:: Vorliegender Text

Die christliche Glaubensgemeinschaft der Zeugen Jehovas, die sich auch Ernste Bibelforscher nannte, wurde seit 1933 in Deutschland und ab 1938 auch im nationalsozialistisch beherrschten Europa systematisch verfolgt.

Fast 14.000 Zeugen Jehovas – Frauen und Männer – wurden inhaftiert, darunter 4.200 in Konzentrationslagern, wo sie mit einem »lila Winkel« stigmatisiert wurden. Mindestens 1.750 Zeugen Jehovas verloren ihr Leben. Unter ihnen ist die größte Gruppe von Kriegsdienstverweigerern im Nationalsozialismus. Ihr Schicksal trug zur Verankerung des Grundrechts auf Kriegsdienstverweigerung im Grundgesetz bei.

Auch im Kommunismus und in vielen autoritären Staaten wurden Zeugen Jehovas im 20. Jahrhundert in Europa verfolgt, wobei auch NS-Opfer erneut verhaftet und drangsaliert wurden. Noch heute sind sie – etwa in der Russischen Föderation – massiver Repression ausgesetzt.

Simone Arnold (*1930) und ihre Eltern, Emma und Adolphe, treten 1937/38 den Zeugen Jehovas bei. Im September 1941 verhaftet die Gestapo den Vater. Er überlebt die Konzentrationslager Dachau und Mauthausen. Weil sie sich in der Schule wiederholt weigert, den Hitlergruß auszuführen, wird Simone ab April 1943 in einer Erziehungsanstalt in Konstanz eingesperrt. Simone und ihre in Konzentrationslagern inhaftierte Mutter kommen im April 1945 frei. 1956 heiratet Simone den Holocaustüberlebenden Max Liebster.
Rund 2.800 deutsche Zeuginnen und Zeugen Jehovas sowie 1.400 aus den besetzen Ländern wurden als »Schutzhäftlinge« der Gestapo in die Konzentrationslager deportiert. Im KZ Ravensbrück waren bis zur Befreiung 782 weibliche und 218 männliche Bibelforscher inhaftiert und mussten Zwangsarbeit leisten.
Gerhard Liebold (*1922), seine Eltern und beiden Geschwister sind seit Beginn der 1930er Jahre Zeugen Jehovas. Sein Vater Kurt verweigert den Wehrdienst und wird im Mai 1941 hingerichtet. Gerhard stirbt wegen »Zersetzung der Wehrkraft« am 6. Mai 1943 im Zuchthaus Brandenburg- Görden durch das Fallbeil.

::::

Kurze Aufgabe =
Fahre mit dem Text über die Verfolgung der Zeugen Jehovas nach dessen letztem Satz fort. Die Einträge haben mit dem Text nichts zu tun.

:: Gespeicherte Daten

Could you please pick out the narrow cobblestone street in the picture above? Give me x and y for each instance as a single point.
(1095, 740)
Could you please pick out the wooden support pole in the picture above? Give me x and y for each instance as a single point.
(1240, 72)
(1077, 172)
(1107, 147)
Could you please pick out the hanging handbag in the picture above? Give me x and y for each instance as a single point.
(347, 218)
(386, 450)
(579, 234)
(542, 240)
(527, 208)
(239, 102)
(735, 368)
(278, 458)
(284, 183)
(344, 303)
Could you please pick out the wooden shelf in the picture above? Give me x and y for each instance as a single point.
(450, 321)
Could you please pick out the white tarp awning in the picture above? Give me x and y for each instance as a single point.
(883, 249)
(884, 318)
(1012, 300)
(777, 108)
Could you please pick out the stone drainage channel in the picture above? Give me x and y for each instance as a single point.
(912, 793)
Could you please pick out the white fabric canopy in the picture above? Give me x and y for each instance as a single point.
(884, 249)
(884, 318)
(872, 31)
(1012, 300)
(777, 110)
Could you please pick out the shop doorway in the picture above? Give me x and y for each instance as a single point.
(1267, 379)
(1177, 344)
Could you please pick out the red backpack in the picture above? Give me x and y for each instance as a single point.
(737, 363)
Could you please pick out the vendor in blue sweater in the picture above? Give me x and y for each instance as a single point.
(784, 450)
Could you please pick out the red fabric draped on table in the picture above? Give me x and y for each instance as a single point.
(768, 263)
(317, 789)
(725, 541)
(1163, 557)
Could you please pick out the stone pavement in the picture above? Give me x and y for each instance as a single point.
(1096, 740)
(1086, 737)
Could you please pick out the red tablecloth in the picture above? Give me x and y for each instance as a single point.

::::

Schriftliche Antwort =
Am 11. Mai 2023 haben sich im Deutschen Bundestag die Fraktionen von SPD, CDU/CSU, Bündnis 90/Die Grünen und FDP mit Unterstützung der Fraktion Die Linke für ein Denkmal für die im Nationalsozialismus verfolgten und ermordeten Zeugen Jehovas unter dem Dach der Stiftung Denkmal für die ermordeten Juden Europas ausgesprochen (https://www.bundestag.de/dokumente/textarchiv/2023/kw19-de-mahnmal-zeugen-jehovas-945488). Nach dem Willen der vier Fraktionen soll sich die Bundesregierung unter Berücksichtigung der bereits bestehenden Gedenkstätten und Erinnerungsinitiativen für ein Denkmal für die verfolgten und ermordeten Zeugen Jehovas in Europa am historischen Ort im Berliner Tiergarten einsetzen und über die Verfolgung dieser Opfergruppe informieren. Das Mahnmal soll aus einer Gedenkskulptur und Informationstafeln bestehen. Die Realisierung des Mahnmals soll in Abstimmung mit dem Land Berlin erfolgen, mit der Planung und Umsetzung soll die Bundesstiftung Denkmal für die ermordeten Juden Europas beauftragt werden. Darüber hinaus soll die Bundesregierung Maßnahmen ergreifen, um Defizite in der Aufarbeitung der Geschichte, der öffentlichen Anerkennung und der wissenschaftlichen Erforschung der verfolgten und ermordeten Zeugen Jehovas in Europa zu beseitigen. 

Eine Expertenanhörung im Kulturausschuss des Deutschen Bundestages am 22. Mai 2023, an der Uwe Neumärker, Direktor der Stiftung Denkmal, ihr Beiratsvorsitzender Prof. Dr. Wolfgang Benz sowie die Historiker Prof. Dr. Detlef Garbe und Dr. Tim B. Müller teilnahmen, bekräftigte den Willen des Parlaments, dieses Denkmal zügig zu errichten (https://www.bundestag.de/dokumente/textarchiv/2023/kw21-pa-kultur-mahnmal-949012).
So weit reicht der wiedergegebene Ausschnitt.